There are two key results from this search metric analysis. First, conditional on the number of profiles, increasing the number of attributes has no systematic effect on the search metric. In other words, subjects’ search strategy is not systematically affected by the number of attributes presented (at least within the confines of the number of attributes we evaluated). This makes sense from the perspective of bounded rationality: since adding attributes (which may or may not be important to the subject) does not fundamentally change the choice task, we should not expect subjects to change their general search strategy even as they view a smaller proportion of the total information.
As our second result, however, we find that holding the number of attributes constant, there is a noticeable increase in the fraction of decision tasks in which subjects exhibit a positive search metric as we move from two to three profiles in the conjoint table. When faced with decision tasks that involve only two candidate profiles, the average proportion of tasks with a positive search metric is 32.6% (pooling across the five-, eight-, and eleven-attribute conditions). When the number of candidates increases from two to three, the proportion of decision tasks with a positive search metric increases by approximately ten, 13, and six percentage points, respectively (for the five-, eight-, and eleven-attribute conditions). Each of these estimates is statistically significant with $p<0.01$ . This shows that when faced with comparing three profiles instead of two profiles, more subjects adopt a strategy of searching within-profile to build summary evaluations that are used to compare the three profiles against each other, rather than searching within-attribute. In contrast to the addition of attributes, the addition of another profile to choose from is a more fundamental structural modification of the choice task, and thus it is sensible that this design change more substantially affects the subjects’ search strategy.
But what cognitive process could explain the specific result that a higher proportion of subjects prioritize a within-profile search over a within-attribute search as the number of profiles increases? We conjecture that within-attribute comparisons become computationally more costly relative to within-profile comparisons when the conjoint design moves from two to three profiles (while holding the number of attributes fixed). Specifically, subjects searching within-attribute would need to keep in their heads and continually update three values representing the utility of each of the candidates. We expect that doing so is cognitively costly and hence an increasing number of subjects will prefer to process each candidate individually, which necessitates only updating one utility value at a time.

-=-=-

▶ [THE REQUEST]: In the passage on search strategies in conjoint tasks, what was the average share of two-profile tasks with a positive search metric?

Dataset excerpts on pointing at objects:
-=-=-

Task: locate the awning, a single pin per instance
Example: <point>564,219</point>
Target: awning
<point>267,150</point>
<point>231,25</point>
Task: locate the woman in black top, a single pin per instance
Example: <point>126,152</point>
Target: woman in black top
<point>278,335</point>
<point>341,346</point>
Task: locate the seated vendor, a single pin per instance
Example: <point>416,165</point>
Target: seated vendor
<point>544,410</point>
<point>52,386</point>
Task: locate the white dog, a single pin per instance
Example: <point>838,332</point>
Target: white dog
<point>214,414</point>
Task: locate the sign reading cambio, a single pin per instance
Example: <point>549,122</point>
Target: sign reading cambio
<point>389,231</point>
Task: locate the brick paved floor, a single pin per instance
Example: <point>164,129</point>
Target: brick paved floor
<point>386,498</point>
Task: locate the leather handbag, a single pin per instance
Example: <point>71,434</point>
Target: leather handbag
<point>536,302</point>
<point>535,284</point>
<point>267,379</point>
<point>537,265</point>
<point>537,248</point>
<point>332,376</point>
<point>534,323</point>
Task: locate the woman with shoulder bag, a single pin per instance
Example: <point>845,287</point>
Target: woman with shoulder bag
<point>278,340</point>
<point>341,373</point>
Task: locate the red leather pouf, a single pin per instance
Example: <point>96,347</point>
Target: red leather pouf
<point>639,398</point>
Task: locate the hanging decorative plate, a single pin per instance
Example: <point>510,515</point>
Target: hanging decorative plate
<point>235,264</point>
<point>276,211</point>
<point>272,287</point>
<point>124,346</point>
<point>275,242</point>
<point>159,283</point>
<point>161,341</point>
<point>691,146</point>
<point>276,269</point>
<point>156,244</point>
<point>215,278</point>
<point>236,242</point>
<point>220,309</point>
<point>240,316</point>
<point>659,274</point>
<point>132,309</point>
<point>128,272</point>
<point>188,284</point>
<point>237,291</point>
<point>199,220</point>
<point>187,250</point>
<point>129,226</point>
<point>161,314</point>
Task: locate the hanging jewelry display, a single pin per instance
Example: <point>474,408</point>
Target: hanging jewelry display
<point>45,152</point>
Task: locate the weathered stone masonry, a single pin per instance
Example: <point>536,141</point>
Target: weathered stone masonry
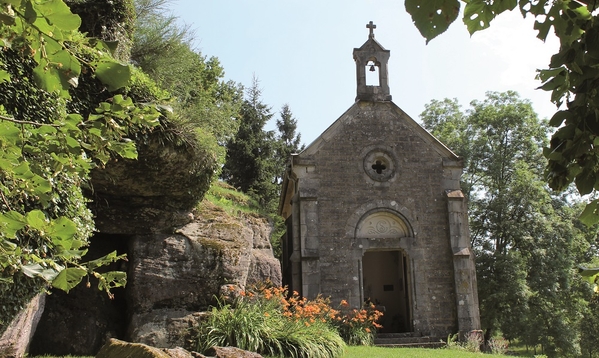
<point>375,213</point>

-=-=-

▶ [SOLUTION]: 32.6%